[Opening Input section]
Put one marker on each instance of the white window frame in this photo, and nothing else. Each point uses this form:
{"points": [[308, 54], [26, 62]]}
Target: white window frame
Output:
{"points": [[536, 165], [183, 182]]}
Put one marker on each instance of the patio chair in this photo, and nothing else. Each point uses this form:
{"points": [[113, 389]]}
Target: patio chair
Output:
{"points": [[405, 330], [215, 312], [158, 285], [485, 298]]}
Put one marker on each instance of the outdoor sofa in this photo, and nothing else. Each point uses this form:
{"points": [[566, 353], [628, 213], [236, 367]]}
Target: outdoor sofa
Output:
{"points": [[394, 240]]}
[Closing Input section]
= Exercise requirements =
Word for word, output the lines of the data from its first line through the line where "Target: patio chair" appears, and stop there.

= Your solution =
Put one marker on each instance of the white window frame in this photo, and nothing else. Each point uses this form:
{"points": [[308, 54], [26, 62]]}
Target: white window frame
Output:
{"points": [[536, 165], [183, 182]]}
Put one marker on each instance of the patio chair in this photo, and nothing else. Each point uses this form:
{"points": [[113, 389]]}
Target: patio chair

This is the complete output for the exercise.